(Beginning of Data records)
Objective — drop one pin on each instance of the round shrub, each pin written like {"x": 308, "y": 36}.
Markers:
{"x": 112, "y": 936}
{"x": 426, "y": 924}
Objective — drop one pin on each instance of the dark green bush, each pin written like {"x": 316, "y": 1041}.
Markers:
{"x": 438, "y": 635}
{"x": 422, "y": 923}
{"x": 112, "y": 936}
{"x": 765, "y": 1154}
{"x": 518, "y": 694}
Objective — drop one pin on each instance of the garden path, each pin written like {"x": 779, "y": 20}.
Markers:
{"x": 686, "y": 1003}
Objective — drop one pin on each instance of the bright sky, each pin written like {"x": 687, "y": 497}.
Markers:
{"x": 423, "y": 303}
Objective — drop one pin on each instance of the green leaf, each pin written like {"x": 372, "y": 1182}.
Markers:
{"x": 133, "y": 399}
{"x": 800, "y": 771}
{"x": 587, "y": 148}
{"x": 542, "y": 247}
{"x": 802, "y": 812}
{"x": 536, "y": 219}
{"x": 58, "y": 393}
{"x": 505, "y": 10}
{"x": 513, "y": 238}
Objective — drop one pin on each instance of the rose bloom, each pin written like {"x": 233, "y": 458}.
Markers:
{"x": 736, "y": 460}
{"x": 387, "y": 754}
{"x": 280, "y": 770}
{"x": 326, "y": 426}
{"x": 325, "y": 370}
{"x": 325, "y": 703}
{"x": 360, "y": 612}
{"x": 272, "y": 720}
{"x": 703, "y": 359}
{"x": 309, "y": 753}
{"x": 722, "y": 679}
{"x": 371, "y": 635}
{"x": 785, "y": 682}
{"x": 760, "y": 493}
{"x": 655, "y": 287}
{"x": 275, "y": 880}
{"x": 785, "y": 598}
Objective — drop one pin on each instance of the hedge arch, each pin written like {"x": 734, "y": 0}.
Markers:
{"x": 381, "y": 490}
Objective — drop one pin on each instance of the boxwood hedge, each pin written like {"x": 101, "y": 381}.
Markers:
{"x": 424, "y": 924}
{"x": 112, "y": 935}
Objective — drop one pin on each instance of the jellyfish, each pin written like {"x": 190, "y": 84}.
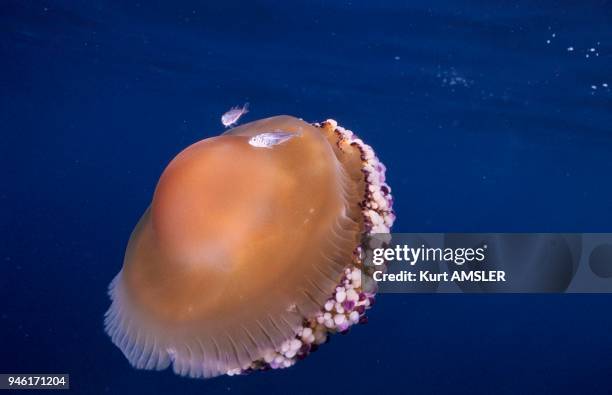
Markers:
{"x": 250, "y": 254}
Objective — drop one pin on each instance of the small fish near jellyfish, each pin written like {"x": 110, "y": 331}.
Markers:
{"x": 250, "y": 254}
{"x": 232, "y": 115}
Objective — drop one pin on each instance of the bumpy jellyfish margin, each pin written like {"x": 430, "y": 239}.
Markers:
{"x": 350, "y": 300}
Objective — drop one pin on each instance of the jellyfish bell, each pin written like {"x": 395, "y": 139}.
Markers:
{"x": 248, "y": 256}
(End of Data records)
(Beginning of Data records)
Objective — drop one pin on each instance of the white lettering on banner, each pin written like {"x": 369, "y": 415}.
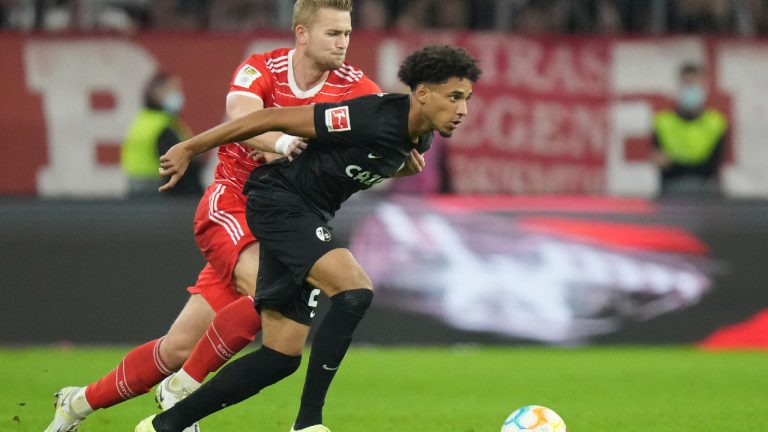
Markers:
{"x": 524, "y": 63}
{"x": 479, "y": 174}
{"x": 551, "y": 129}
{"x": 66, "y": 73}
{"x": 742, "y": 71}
(End of Data records)
(Beginning of Data records)
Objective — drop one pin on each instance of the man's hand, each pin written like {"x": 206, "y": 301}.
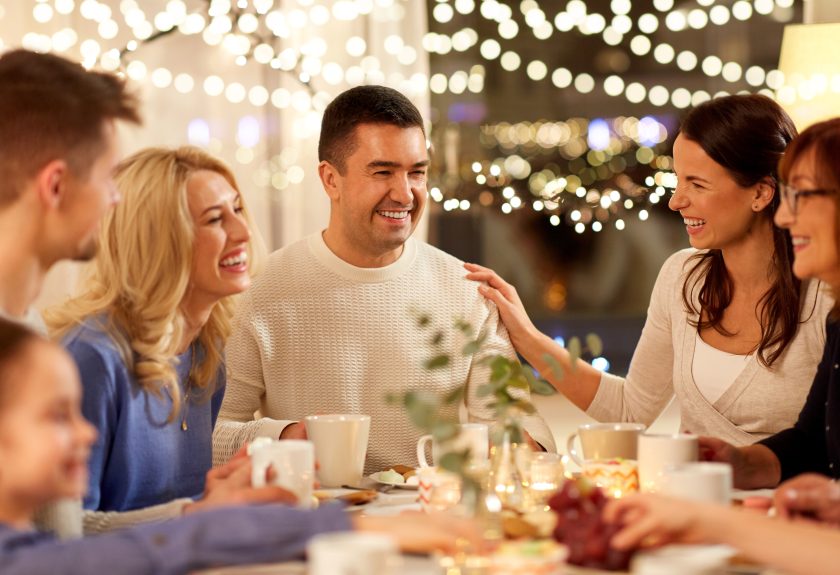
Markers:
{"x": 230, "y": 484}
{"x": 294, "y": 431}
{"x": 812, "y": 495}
(End of Data records)
Task objective: Reproduce exactly the section above that begins at the line containing "Objective — drop one pin on each instance of the round" and ends at the line containing "Objective — drop one pin on each instance of the dark", leaving out all other lines.

Task result:
Objective — drop one pin on each instance of the round shrub, each pin written like {"x": 308, "y": 36}.
Markers:
{"x": 112, "y": 936}
{"x": 426, "y": 924}
Objective — drop one pin on each instance of the dark green bush, each pin written like {"x": 316, "y": 1041}.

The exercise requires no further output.